Exercise instructions:
Give back all of the rows below unchanged, leaving the picture out.

Stored data:
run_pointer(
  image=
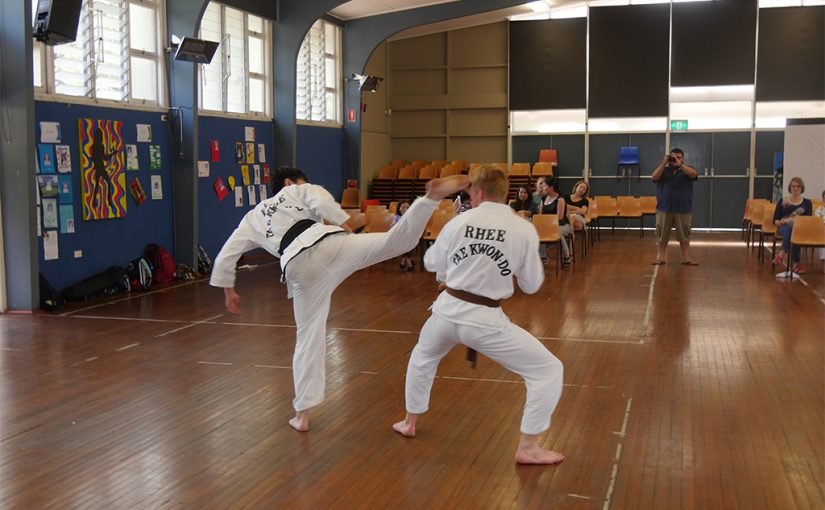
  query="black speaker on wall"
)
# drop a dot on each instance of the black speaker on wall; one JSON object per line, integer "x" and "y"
{"x": 56, "y": 21}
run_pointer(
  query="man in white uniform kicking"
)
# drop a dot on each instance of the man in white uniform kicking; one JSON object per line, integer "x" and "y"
{"x": 477, "y": 254}
{"x": 315, "y": 259}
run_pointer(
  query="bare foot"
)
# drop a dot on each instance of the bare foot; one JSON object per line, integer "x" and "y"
{"x": 440, "y": 188}
{"x": 300, "y": 422}
{"x": 404, "y": 428}
{"x": 537, "y": 455}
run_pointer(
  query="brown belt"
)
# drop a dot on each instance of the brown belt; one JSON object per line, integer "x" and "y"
{"x": 473, "y": 298}
{"x": 476, "y": 300}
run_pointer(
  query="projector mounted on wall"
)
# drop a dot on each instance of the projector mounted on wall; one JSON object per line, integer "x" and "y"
{"x": 194, "y": 50}
{"x": 367, "y": 83}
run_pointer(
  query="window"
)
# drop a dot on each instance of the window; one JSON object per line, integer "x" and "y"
{"x": 238, "y": 78}
{"x": 108, "y": 61}
{"x": 318, "y": 84}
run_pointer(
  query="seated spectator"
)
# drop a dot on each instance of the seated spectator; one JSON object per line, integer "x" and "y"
{"x": 786, "y": 210}
{"x": 462, "y": 203}
{"x": 820, "y": 211}
{"x": 523, "y": 202}
{"x": 537, "y": 196}
{"x": 406, "y": 260}
{"x": 553, "y": 203}
{"x": 577, "y": 204}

Response to this exercise:
run_pointer(
  image=
  query="black speaker on wall"
)
# drop a dot on each instance of the black speaker on wall; one JSON object per line, integer "x" and "y"
{"x": 56, "y": 21}
run_pointer(
  query="man in white uniform kicking"
)
# drop a dot on each instance of the man in white uniform kicking; one JSON object per line, integer "x" and "y"
{"x": 477, "y": 254}
{"x": 315, "y": 259}
run_pointer(
  query="bare foot"
)
# drop a dot on each instance of the bare foot; one JSON object per line, integer "x" and "y"
{"x": 440, "y": 188}
{"x": 300, "y": 422}
{"x": 404, "y": 428}
{"x": 537, "y": 455}
run_pointer(
  query="brown belt"
)
# drop a dot on each instance of the brown belt; one JSON object per line, integer "x" and "y"
{"x": 473, "y": 298}
{"x": 476, "y": 300}
run_pointer(
  query="projector mounted on wall"
)
# drop a dot on each instance of the projector mounted on wall; one JSON object per line, integer "x" and "y"
{"x": 194, "y": 50}
{"x": 367, "y": 83}
run_pointer(
  query="window"
)
# drop a dot on each instance of the window; one JSON object per line, integer "x" and "y"
{"x": 238, "y": 78}
{"x": 108, "y": 61}
{"x": 318, "y": 84}
run_pointer(
  query="seated spectator"
)
# drop a dot on each instance of the seated spectator; one JSON object per line, integer "x" and "y"
{"x": 786, "y": 210}
{"x": 462, "y": 203}
{"x": 820, "y": 211}
{"x": 523, "y": 202}
{"x": 537, "y": 196}
{"x": 406, "y": 260}
{"x": 553, "y": 203}
{"x": 577, "y": 204}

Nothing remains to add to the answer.